■ **Exercise requirements**: Return every line of the items that contains the string "light", treating uppercase and lowercase letters as different.

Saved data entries
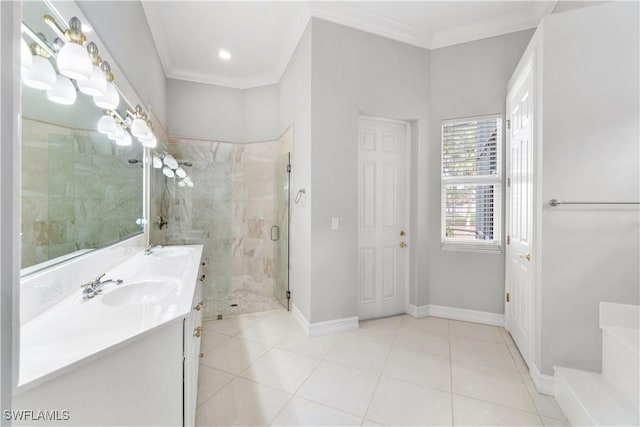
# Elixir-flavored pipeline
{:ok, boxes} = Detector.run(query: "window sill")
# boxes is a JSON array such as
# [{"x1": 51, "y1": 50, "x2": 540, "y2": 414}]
[{"x1": 440, "y1": 242, "x2": 502, "y2": 254}]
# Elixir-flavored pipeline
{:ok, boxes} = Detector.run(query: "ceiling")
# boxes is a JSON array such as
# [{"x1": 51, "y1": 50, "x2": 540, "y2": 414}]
[{"x1": 142, "y1": 0, "x2": 555, "y2": 89}]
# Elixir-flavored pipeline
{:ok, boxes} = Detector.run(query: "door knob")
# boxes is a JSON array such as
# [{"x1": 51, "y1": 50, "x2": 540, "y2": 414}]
[{"x1": 518, "y1": 252, "x2": 531, "y2": 261}]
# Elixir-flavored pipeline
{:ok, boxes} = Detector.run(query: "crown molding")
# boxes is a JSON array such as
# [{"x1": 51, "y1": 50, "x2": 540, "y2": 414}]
[
  {"x1": 142, "y1": 0, "x2": 557, "y2": 89},
  {"x1": 431, "y1": 17, "x2": 540, "y2": 49},
  {"x1": 310, "y1": 2, "x2": 433, "y2": 49},
  {"x1": 167, "y1": 69, "x2": 286, "y2": 90}
]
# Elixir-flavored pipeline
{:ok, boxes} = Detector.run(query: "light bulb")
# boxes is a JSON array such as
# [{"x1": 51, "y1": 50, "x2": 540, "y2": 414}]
[
  {"x1": 93, "y1": 82, "x2": 120, "y2": 110},
  {"x1": 176, "y1": 166, "x2": 187, "y2": 178},
  {"x1": 162, "y1": 166, "x2": 175, "y2": 178},
  {"x1": 152, "y1": 155, "x2": 162, "y2": 169},
  {"x1": 57, "y1": 42, "x2": 93, "y2": 81},
  {"x1": 140, "y1": 135, "x2": 158, "y2": 148},
  {"x1": 98, "y1": 116, "x2": 118, "y2": 135},
  {"x1": 131, "y1": 118, "x2": 149, "y2": 138},
  {"x1": 22, "y1": 55, "x2": 56, "y2": 90},
  {"x1": 47, "y1": 74, "x2": 78, "y2": 105},
  {"x1": 116, "y1": 131, "x2": 131, "y2": 146},
  {"x1": 78, "y1": 65, "x2": 107, "y2": 96},
  {"x1": 20, "y1": 39, "x2": 33, "y2": 73},
  {"x1": 164, "y1": 154, "x2": 178, "y2": 169}
]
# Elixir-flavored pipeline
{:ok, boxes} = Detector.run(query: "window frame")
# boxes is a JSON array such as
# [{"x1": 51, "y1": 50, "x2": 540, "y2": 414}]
[{"x1": 440, "y1": 114, "x2": 504, "y2": 253}]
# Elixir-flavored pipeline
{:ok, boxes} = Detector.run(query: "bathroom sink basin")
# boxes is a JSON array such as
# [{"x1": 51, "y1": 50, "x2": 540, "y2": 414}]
[
  {"x1": 151, "y1": 246, "x2": 193, "y2": 258},
  {"x1": 102, "y1": 278, "x2": 179, "y2": 306}
]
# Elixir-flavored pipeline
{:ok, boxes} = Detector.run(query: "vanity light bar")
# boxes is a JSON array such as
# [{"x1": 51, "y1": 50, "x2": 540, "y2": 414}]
[{"x1": 22, "y1": 8, "x2": 157, "y2": 148}]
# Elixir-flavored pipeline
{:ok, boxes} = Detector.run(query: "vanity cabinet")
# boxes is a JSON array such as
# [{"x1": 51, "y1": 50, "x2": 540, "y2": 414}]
[
  {"x1": 12, "y1": 254, "x2": 203, "y2": 426},
  {"x1": 183, "y1": 274, "x2": 203, "y2": 426}
]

■ **Response to this task**:
{:ok, boxes} = Detector.run(query: "light bulb")
{:ok, boxes} = Detector.run(query: "vanity light bar")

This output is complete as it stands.